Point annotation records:

:::

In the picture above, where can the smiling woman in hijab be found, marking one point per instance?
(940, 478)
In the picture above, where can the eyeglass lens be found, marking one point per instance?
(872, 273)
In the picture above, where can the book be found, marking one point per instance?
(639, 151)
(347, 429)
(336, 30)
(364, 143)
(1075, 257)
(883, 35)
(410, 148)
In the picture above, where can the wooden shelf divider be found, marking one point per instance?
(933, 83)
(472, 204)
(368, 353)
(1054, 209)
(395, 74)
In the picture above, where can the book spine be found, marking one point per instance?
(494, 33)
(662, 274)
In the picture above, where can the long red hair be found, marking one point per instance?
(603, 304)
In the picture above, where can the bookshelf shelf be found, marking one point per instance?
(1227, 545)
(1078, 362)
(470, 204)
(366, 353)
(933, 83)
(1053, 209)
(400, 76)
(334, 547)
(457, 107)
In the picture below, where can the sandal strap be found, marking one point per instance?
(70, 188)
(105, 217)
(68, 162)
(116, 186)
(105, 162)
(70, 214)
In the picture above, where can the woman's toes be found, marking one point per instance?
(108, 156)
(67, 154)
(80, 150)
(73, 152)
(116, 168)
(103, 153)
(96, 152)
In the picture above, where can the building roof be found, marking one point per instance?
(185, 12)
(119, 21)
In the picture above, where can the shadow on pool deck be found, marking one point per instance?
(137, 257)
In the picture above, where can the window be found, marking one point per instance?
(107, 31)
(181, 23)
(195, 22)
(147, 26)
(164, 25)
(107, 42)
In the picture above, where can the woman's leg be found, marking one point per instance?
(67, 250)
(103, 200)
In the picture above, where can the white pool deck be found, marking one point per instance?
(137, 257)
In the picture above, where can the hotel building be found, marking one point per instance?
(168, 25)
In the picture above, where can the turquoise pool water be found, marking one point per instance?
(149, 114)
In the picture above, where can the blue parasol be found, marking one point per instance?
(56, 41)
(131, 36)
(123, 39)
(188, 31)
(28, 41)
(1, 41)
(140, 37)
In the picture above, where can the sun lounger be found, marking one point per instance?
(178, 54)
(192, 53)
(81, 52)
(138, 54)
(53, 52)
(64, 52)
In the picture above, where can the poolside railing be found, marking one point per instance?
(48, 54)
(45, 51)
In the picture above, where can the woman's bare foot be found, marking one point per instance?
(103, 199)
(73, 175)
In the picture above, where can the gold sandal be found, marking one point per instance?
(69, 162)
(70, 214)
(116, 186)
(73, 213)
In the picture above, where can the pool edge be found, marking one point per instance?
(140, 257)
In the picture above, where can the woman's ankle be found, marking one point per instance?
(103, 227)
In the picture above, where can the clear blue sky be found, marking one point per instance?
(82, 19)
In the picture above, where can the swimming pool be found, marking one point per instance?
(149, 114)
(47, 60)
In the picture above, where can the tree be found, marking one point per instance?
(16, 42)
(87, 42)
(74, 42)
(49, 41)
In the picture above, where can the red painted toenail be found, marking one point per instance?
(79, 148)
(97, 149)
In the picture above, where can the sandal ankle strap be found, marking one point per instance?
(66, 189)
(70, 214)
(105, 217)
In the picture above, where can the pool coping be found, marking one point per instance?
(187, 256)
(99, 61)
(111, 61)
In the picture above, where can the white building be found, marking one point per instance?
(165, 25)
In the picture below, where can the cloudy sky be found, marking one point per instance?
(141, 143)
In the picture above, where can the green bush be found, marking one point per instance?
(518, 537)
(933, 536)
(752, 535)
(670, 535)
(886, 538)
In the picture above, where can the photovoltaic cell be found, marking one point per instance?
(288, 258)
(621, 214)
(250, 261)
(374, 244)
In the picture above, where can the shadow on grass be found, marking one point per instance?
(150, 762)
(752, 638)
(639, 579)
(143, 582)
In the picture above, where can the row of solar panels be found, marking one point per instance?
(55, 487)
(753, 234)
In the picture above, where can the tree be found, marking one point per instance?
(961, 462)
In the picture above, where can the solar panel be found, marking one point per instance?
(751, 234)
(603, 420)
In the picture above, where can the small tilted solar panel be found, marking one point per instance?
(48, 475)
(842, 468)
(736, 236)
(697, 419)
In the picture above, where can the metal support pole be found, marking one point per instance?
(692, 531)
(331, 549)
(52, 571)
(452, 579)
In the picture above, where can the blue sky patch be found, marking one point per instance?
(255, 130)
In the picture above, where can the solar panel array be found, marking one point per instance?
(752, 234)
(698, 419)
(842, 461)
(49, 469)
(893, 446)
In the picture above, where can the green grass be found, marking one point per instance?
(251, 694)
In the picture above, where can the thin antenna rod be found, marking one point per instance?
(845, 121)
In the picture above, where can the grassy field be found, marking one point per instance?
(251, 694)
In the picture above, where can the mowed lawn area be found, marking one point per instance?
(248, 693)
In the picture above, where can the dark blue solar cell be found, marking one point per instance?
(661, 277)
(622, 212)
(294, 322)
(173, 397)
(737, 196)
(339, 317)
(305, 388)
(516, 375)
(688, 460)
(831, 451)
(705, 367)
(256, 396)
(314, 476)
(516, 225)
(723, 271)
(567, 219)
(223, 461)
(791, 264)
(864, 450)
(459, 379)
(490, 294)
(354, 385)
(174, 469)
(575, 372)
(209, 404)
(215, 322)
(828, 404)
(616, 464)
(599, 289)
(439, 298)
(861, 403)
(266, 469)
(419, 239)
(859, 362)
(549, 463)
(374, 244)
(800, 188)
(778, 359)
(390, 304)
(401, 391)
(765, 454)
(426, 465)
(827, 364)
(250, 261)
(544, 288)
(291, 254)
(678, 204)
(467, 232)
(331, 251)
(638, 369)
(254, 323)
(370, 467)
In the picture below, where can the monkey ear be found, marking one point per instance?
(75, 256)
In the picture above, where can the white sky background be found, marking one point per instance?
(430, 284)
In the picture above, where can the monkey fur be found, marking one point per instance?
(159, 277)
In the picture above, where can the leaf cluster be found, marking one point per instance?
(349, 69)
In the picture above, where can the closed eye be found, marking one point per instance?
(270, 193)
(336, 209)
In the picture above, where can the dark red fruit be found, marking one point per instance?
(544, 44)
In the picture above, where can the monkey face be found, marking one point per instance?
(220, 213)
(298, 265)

:::

• WRITTEN EXERCISE
Write out all the lines above again, swapping "marking one point per instance" for "marking a single point for each instance" wherever it occurs and changing nothing else.

• ANSWER TO THIS EXERCISE
In the picture above, where can the smiling woman in hijab be found, marking a single point for each instance?
(940, 478)
In the picture above, where can the eyeglass lens be found, marking a single point for each instance?
(872, 273)
In the picture above, where can the book be found, marking a single point for each instance?
(639, 151)
(347, 429)
(336, 30)
(364, 143)
(1075, 257)
(883, 35)
(410, 148)
In the picture above, where can the wooden shelf divider be found, marking a single point for each instance?
(933, 83)
(472, 204)
(368, 353)
(1054, 209)
(395, 74)
In the picture above, where can the book spine be found, marking a single point for each instance?
(494, 33)
(662, 274)
In the picture above, where can the long red hair be found, marking a single point for each instance?
(603, 304)
In the picture above, where can the bookshelf shelf be found, marking a single point for each instance?
(1227, 545)
(1078, 362)
(470, 204)
(366, 353)
(933, 83)
(1053, 209)
(400, 76)
(334, 547)
(457, 107)
In the picture below, where can the sandal strap be found, marking a single point for each instance?
(70, 188)
(105, 217)
(68, 162)
(116, 186)
(105, 162)
(70, 214)
In the picture above, where can the woman's toes be found, marking a single point for each instance?
(108, 156)
(67, 154)
(80, 150)
(73, 152)
(116, 168)
(103, 153)
(96, 152)
In the picture above, where can the building roof be found, marking a single point for each instance?
(185, 12)
(119, 21)
In the picture above, where can the shadow on pool deck be found, marking a single point for each instance?
(137, 257)
In the picture above, where can the window be found, marking a single point for each instance?
(107, 31)
(181, 23)
(195, 22)
(147, 26)
(164, 25)
(107, 42)
In the picture above, where can the woman's leg be found, marking a single point for each instance?
(67, 250)
(103, 200)
In the picture above, where can the white pool deck be found, marking a single point for each instance?
(137, 257)
In the picture above, where can the hotel building be found, marking a single point for each instance?
(168, 25)
In the picture above, where can the turquoise pool water be found, marking a single point for each instance?
(149, 114)
In the picture above, where can the blue parasol be found, marking a single point for each instance?
(56, 41)
(131, 36)
(123, 39)
(188, 31)
(28, 41)
(1, 41)
(140, 37)
In the picture above, where can the sun lounger be found, marking a single point for each instance?
(178, 54)
(192, 53)
(81, 52)
(138, 54)
(53, 52)
(64, 52)
In the picture above, where can the poolside railing be found, marking a single point for each instance?
(48, 54)
(45, 51)
In the picture above, where can the woman's bare foot be found, marking a single point for each instance?
(103, 199)
(73, 175)
In the picture above, where can the gold sandal be found, marking a single point for each instance?
(69, 162)
(70, 214)
(116, 186)
(73, 213)
In the picture above, where can the pool edge be found, marking a single point for each instance?
(140, 257)
In the picture above, where can the woman's ankle be found, marking a single point for each instance?
(103, 227)
In the picture above, where can the clear blue sky be found, marking a single point for each instance?
(82, 19)
In the picture above, where can the swimming pool be found, marking a single point for each instance?
(149, 114)
(47, 60)
In the picture above, where can the tree be found, marking a single point for each instance?
(16, 42)
(87, 42)
(74, 42)
(49, 41)
In the picture above, where can the red painted toenail be found, marking a single point for each instance?
(79, 148)
(97, 149)
In the picture above, where can the sandal ankle strap be found, marking a single point for each instance?
(66, 189)
(70, 214)
(105, 217)
In the picture above, where can the pool coping be found, marking a single point for each instance?
(187, 256)
(99, 61)
(111, 61)
In the picture above, where can the white building be found, marking a single point for each instance?
(165, 25)
In the picture below, where can the cloudy sky be found, marking a single point for each instance?
(141, 143)
In the picture above, where can the green bush be found, marking a single point for each instance?
(518, 537)
(933, 536)
(752, 535)
(670, 535)
(886, 538)
In the picture above, where can the photovoltaic cell be found, marking a single point for each instance?
(288, 258)
(621, 214)
(250, 261)
(374, 244)
In the picture above, where can the shadow on grass be found, marking a single point for each instance?
(150, 762)
(752, 638)
(639, 579)
(143, 582)
In the picture above, where can the row of solar panels be found, marking a single point for each instance?
(55, 487)
(753, 234)
In the picture above, where can the tree be found, marking a single point for each instance?
(961, 462)
In the picture above, where can the solar panel be found, marking a single point for each instance?
(751, 234)
(603, 420)
In the picture above, where can the small tilted solar panel be found, marking a single point for each instance?
(48, 475)
(842, 468)
(736, 236)
(697, 419)
In the picture above, where can the metal support pole be found, marking a single point for each instance?
(692, 531)
(331, 549)
(52, 571)
(452, 579)
In the picture above, where can the blue sky patch be found, marking a single point for each instance?
(255, 130)
In the picture above, where can the solar panel array be found, marking a single point for each instance?
(752, 234)
(698, 419)
(842, 461)
(49, 469)
(893, 446)
In the picture above, where can the green grass be found, marking a single point for each instance?
(251, 694)
In the picture above, where can the thin antenna rod be found, marking a single point for each instance?
(845, 121)
In the picture above, where can the grassy field be found, marking a single point for each instance?
(251, 694)
In the picture above, where can the mowed lawn area be found, marking a single point for each instance?
(248, 693)
In the picture above, where can the dark blue solar cell be found, marking a single point for each instance?
(661, 277)
(622, 212)
(294, 322)
(173, 397)
(737, 196)
(339, 317)
(305, 388)
(516, 375)
(688, 460)
(831, 451)
(705, 367)
(256, 396)
(314, 476)
(516, 225)
(723, 271)
(567, 219)
(223, 461)
(791, 264)
(864, 450)
(459, 379)
(490, 294)
(354, 385)
(174, 469)
(575, 372)
(209, 404)
(215, 322)
(828, 404)
(616, 464)
(599, 289)
(439, 298)
(861, 403)
(266, 469)
(419, 239)
(859, 362)
(549, 463)
(374, 244)
(800, 188)
(778, 359)
(390, 304)
(401, 391)
(765, 454)
(426, 465)
(827, 364)
(250, 261)
(544, 288)
(291, 254)
(678, 204)
(467, 232)
(331, 251)
(638, 369)
(254, 323)
(370, 467)
In the picture below, where can the monkey ear be found, marking a single point for each instance?
(75, 256)
In the picture above, where can the white sky background be found, marking a single point for each instance?
(430, 284)
In the picture above, where can the monkey fur be found, marking a single point for each instance?
(159, 277)
In the picture above, where can the leaf cluster be found, marking a single point for each instance?
(349, 69)
In the picture above, where can the closed eye be found, marking a single point for each instance?
(270, 193)
(336, 209)
In the picture above, where can the dark red fruit be found, marking a single point for each instance?
(544, 44)
In the picture above, where can the monkey face be found, marking a single point for each instance?
(220, 213)
(298, 265)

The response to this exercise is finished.